Top of RECORDS FOR PROCESSING

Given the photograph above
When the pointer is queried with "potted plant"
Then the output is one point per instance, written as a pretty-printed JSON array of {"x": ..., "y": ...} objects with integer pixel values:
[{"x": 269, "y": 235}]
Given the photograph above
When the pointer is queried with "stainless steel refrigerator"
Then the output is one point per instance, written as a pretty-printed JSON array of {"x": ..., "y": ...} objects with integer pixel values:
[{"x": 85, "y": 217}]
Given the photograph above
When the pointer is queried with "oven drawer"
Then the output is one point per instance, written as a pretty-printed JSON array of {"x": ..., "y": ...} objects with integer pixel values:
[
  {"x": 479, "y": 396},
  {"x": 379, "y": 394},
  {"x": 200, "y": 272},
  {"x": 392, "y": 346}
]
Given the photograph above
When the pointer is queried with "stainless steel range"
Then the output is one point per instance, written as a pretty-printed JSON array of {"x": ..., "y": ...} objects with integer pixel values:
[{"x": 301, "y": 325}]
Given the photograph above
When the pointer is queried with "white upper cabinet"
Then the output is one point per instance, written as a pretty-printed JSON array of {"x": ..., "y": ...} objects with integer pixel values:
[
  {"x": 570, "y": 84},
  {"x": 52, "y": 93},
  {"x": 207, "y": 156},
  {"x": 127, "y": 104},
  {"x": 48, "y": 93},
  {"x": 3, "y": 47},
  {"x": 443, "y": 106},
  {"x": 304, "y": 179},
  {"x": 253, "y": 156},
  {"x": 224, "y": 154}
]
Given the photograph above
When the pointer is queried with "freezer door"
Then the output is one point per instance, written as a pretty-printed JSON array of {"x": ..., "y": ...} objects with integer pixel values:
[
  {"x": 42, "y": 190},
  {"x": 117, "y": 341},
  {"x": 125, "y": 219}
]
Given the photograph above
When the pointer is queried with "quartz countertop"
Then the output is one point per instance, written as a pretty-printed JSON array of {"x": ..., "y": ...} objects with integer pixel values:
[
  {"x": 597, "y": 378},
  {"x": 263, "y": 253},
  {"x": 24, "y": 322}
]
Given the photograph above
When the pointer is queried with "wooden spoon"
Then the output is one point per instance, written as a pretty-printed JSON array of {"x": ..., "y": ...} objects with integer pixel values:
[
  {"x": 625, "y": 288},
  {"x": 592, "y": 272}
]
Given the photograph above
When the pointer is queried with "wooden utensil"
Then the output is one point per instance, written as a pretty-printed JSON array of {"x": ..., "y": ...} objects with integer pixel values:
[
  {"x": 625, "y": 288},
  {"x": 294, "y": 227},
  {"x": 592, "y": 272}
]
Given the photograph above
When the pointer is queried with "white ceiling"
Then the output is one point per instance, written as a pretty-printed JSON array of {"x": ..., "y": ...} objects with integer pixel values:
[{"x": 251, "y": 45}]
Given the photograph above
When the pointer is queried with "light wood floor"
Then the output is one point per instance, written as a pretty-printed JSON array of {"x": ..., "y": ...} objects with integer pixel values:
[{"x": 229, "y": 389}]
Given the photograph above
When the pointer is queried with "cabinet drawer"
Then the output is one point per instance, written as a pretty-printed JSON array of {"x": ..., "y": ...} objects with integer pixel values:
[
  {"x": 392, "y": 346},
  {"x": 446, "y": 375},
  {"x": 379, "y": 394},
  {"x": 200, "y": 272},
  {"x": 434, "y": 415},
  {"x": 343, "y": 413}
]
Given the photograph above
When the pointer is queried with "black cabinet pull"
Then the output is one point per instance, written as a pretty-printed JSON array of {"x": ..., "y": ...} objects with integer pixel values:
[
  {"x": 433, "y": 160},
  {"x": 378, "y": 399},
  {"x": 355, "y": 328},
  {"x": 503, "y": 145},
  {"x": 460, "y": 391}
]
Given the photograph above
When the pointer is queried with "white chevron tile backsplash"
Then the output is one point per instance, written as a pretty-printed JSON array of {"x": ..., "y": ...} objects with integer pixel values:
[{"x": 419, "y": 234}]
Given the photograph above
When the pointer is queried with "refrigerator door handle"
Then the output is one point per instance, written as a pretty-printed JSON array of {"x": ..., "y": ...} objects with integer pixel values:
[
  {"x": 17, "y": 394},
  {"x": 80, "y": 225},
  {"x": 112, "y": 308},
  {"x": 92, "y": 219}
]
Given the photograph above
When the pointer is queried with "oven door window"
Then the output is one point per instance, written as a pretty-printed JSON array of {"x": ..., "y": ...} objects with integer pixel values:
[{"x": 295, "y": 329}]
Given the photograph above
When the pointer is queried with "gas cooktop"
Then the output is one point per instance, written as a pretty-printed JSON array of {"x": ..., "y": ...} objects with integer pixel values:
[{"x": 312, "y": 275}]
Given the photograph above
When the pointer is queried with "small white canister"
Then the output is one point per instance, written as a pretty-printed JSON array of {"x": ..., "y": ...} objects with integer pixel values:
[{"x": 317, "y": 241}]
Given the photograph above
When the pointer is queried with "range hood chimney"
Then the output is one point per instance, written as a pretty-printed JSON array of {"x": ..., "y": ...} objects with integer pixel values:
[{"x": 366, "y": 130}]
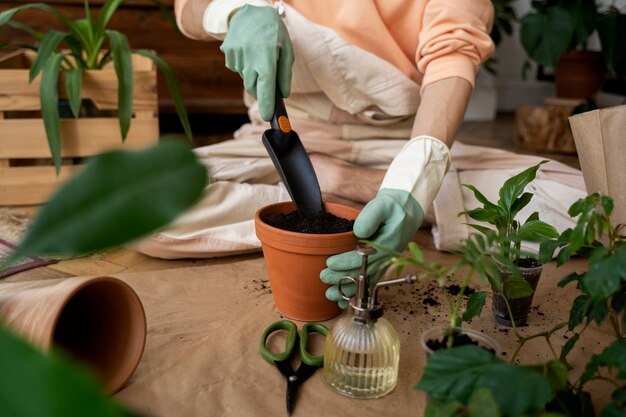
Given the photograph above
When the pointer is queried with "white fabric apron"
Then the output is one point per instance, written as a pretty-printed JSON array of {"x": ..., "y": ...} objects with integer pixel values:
[{"x": 345, "y": 102}]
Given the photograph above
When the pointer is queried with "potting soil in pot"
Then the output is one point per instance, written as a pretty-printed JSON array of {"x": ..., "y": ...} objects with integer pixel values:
[{"x": 321, "y": 223}]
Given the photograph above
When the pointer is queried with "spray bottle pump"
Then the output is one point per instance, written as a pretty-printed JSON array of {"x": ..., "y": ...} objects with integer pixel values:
[{"x": 362, "y": 351}]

Bottom of RECORDS FOR PROCESSING

ABOUT THIS EXERCISE:
Take the word "refrigerator" and find each line of the material that contains it. Copy those lines.

EXPECTED ANSWER:
When the pointer is queried with "stainless steel refrigerator"
When the pointer is queried with "refrigerator door handle"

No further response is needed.